TO DO :: Revise the lines from the first one through the line containing "positive clicks: (205, 133)", inclusive, so that "high-resolution" becomes "full-resolution" and nothing else changes. Give only those lines and leave out the pictures.

EXTRACTED RECORDS ::
>>>>

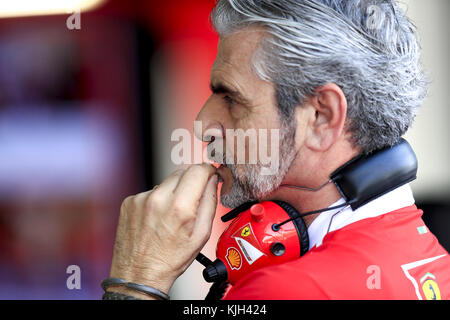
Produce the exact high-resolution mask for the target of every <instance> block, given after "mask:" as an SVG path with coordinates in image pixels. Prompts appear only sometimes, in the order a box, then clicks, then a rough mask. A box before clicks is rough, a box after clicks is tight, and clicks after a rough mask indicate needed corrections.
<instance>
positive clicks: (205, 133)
mask: <svg viewBox="0 0 450 320" xmlns="http://www.w3.org/2000/svg"><path fill="white" fill-rule="evenodd" d="M223 117H224V115H223V114H221V113H220V108H217V105H215V104H214V103H213V102H212V101H211V99H209V100H208V101H207V102H206V103H205V105H204V106H203V108H202V110H200V112H199V114H198V115H197V118H196V119H195V123H194V134H195V136H196V137H197V139H199V140H201V141H204V142H210V141H212V137H214V139H223V138H224V137H225V131H224V128H223V125H222V123H221V120H222V121H223V120H224V119H223Z"/></svg>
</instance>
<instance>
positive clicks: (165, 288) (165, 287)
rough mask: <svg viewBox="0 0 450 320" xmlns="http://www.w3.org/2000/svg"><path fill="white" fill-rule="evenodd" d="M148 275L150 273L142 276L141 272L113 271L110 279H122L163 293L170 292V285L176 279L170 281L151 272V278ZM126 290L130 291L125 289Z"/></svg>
mask: <svg viewBox="0 0 450 320" xmlns="http://www.w3.org/2000/svg"><path fill="white" fill-rule="evenodd" d="M148 274H150V272H146V274H145V275H144V274H143V273H142V272H139V271H135V272H113V271H111V274H110V277H111V278H123V279H125V280H126V281H127V282H134V283H139V284H143V285H145V286H149V287H152V288H155V289H158V290H160V291H162V292H164V293H168V292H169V291H170V289H171V288H172V285H173V283H174V282H175V279H176V278H173V279H172V278H171V277H167V276H163V275H161V274H160V275H156V274H155V273H153V272H152V273H151V274H152V277H149V276H148ZM116 287H117V286H116ZM127 290H131V289H129V288H127ZM131 291H132V290H131Z"/></svg>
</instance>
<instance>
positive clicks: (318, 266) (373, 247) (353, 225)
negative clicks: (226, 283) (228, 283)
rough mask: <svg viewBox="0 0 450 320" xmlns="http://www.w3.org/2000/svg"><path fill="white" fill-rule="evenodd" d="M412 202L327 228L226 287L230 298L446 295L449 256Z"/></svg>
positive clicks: (409, 298)
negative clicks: (338, 224)
mask: <svg viewBox="0 0 450 320" xmlns="http://www.w3.org/2000/svg"><path fill="white" fill-rule="evenodd" d="M422 213H423V212H422V211H421V210H418V209H417V207H416V206H415V205H413V206H410V207H406V208H403V209H400V210H396V211H392V212H390V213H386V214H383V215H380V216H376V217H372V218H367V219H363V220H360V221H357V222H354V223H351V224H349V225H347V226H345V227H343V228H341V229H338V230H335V231H332V232H329V233H328V234H326V235H325V237H324V238H323V242H322V244H321V245H320V246H314V247H313V248H312V249H311V250H310V251H309V252H308V253H306V254H305V255H304V256H303V257H301V258H299V259H297V260H294V261H291V262H288V263H284V264H282V265H274V266H269V267H266V268H263V269H260V270H257V271H254V272H252V273H251V274H249V275H247V276H245V277H244V278H242V279H241V280H240V281H239V282H237V283H236V284H235V285H234V286H233V287H231V288H230V289H229V290H228V292H227V294H226V295H225V297H224V299H229V300H234V299H236V300H241V299H245V300H259V299H264V300H279V299H283V300H303V299H351V300H356V299H358V300H360V299H389V300H390V299H420V300H422V299H423V300H426V299H439V298H440V299H450V257H449V254H448V252H447V251H446V250H445V249H444V248H443V247H442V246H441V245H440V244H439V242H438V240H437V239H436V237H435V236H434V235H433V234H432V233H431V232H430V231H429V230H428V229H427V228H426V227H425V224H424V222H423V220H422V218H421V216H422Z"/></svg>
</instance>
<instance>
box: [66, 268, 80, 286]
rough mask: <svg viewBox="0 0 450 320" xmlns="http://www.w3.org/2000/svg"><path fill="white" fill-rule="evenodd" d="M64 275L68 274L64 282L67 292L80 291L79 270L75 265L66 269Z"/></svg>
mask: <svg viewBox="0 0 450 320" xmlns="http://www.w3.org/2000/svg"><path fill="white" fill-rule="evenodd" d="M66 273H67V274H70V276H68V277H67V280H66V287H67V289H69V290H74V289H77V290H81V268H80V267H79V266H77V265H76V264H72V265H70V266H68V267H67V269H66Z"/></svg>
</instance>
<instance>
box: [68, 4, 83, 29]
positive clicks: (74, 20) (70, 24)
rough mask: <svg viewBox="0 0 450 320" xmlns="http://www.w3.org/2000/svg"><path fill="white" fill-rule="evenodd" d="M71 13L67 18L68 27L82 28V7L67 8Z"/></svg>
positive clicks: (69, 27) (78, 28)
mask: <svg viewBox="0 0 450 320" xmlns="http://www.w3.org/2000/svg"><path fill="white" fill-rule="evenodd" d="M67 13H71V15H70V16H69V17H68V18H67V19H66V27H67V29H69V30H81V8H79V7H74V8H72V9H70V10H67Z"/></svg>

<<<<

RESULT BELOW ::
Produce the exact full-resolution mask for the target of every <instance> block, given after "mask:" as an SVG path with coordinates in image pixels. Prompts appear only sometimes, in the order a box, then clicks, then a rough mask. A box before clicks is rough, a box after clicks is tight, and clicks after a rough mask indicate needed corrections.
<instance>
positive clicks: (205, 133)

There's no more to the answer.